*Исходный фрагмент*:
В настоящее время правительство приняло уже некоторые меры, и время покажет, насколько они будут полезны и насколько предупредят это прогрессивно возрастающее обеднение. Указом 1868 года определено наделить вотчинников 45-ю, припущенников 15-ю десятинами на душу и запрещено со времени наделения (к чему было приступлено осенью 1870 года) отдавать в кортому и продавать землю, за исключением оставшейся за наделом. Но только при энергическом содействии правительству влиятельных лиц из магометанской среды — Башкирцы могут быть мало-помалу вынуждены бросить свою полукочевую жизнь — главное препятствие земледелию, перестанут с весны и до поздней осени таскаться со своими «кошами» (войлочные кибитки) и уже небольшими табунами, пить кумыс и лежать день и ночь, а зимой, по своей беспечности, голодать и мерзнуть, несмотря на свои превосходные земли и обширные лесные дачи.

Как бы то ни было, а в настоящую минуту главную массу земледельческого населения в этой части Екатеринбургского уезда составляют разнохарактерные помещичьи и казенные крестьяне, выселенные сюда около ста лет назад заводчиками и правительством из различных местностей Европейской России. Большинство этого русского населения группируется около заводов и, следовательно, занимает самые худшие земли. Вообще здесь можно разделять крестьян на три категории: казенных, заводских и помещичьих.

Казенные крестьяне, самые древние русские поселенцы края, расположены исключительно по рекам Багаряку и Синаре (сюда относятся большие села: Бульзи, Огнево, Конево, Багаряк и др.[4]); помещичьи крестьяне составляют меньшинство и большей частью группируются около Челябинского тракта (Никольское, Тибук, Куяш, Метлино, Кожакуль, Урукуль); заводские крестьяне расположены у самой подошвы Урала (Рожественское, Воскресенское, Карагуз, Щелкун) и даже в самом Урале (Полдневая, Кособродская).

*Состав набора данных*:
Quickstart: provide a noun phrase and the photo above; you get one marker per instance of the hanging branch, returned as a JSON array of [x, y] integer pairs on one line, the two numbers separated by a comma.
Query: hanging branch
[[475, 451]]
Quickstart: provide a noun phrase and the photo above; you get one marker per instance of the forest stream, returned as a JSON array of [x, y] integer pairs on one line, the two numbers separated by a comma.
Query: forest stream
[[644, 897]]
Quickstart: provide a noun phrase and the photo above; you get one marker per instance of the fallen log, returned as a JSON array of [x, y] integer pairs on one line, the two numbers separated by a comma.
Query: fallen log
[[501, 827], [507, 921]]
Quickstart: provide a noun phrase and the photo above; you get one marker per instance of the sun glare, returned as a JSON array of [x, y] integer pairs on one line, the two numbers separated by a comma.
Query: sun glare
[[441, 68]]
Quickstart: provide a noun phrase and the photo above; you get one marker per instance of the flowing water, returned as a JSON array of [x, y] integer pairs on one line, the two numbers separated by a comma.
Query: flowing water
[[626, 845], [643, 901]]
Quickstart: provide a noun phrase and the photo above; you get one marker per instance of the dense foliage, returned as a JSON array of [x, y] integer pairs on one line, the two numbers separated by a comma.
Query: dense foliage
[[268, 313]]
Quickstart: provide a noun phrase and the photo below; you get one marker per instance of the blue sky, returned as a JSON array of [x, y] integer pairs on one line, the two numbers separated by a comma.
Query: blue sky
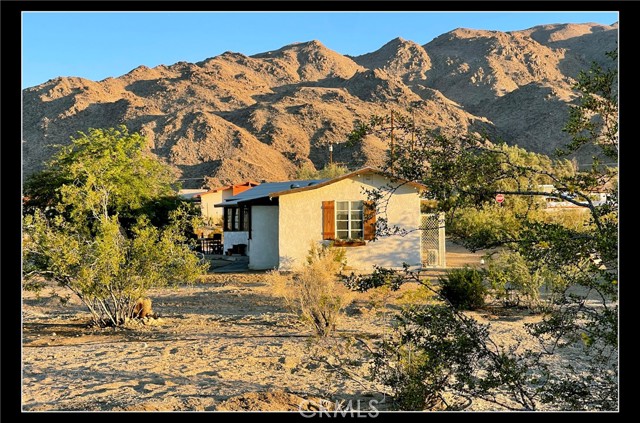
[[96, 45]]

*Задания*:
[1] Перечислите все селения помещичьих крестьян у Челябинского тракта, названные в исходном фрагменте.
[2] Ответьте по исходному фрагменту на три вопроса.
(a) Сколько десятин на душу указ 1868 года определил выделить вотчинникам?
(b) Около скольких лет назад выселили в эту часть Екатеринбургского уезда помещичьих и казенных крестьян?
(c) По каким рекам расположены казенные крестьяне?
[3] Воспроизведите часть исходного фрагмента, начиная со слов «В настоящее время» и заканчивая словами «обширные лесные дачи.».

*Ответы по заданиям*:
[1] Никольское, Тибук, Куяш, Метлино, Кожакуль, Урукуль.

[2]
(a) 45 десятин.
(b) Около ста лет назад.
(c) По рекам Багаряку и Синаре.

[3]
В настоящее время правительство приняло уже некоторые меры, и время покажет, насколько они будут полезны и насколько предупредят это прогрессивно возрастающее обеднение. Указом 1868 года определено наделить вотчинников 45-ю, припущенников 15-ю десятинами на душу и запрещено со времени наделения (к чему было приступлено осенью 1870 года) отдавать в кортому и продавать землю, за исключением оставшейся за наделом. Но только при энергическом содействии правительству влиятельных лиц из магометанской среды — Башкирцы могут быть мало-помалу вынуждены бросить свою полукочевую жизнь — главное препятствие земледелию, перестанут с весны и до поздней осени таскаться со своими «кошами» (войлочные кибитки) и уже небольшими табунами, пить кумыс и лежать день и ночь, а зимой, по своей беспечности, голодать и мерзнуть, несмотря на свои превосходные земли и обширные лесные дачи.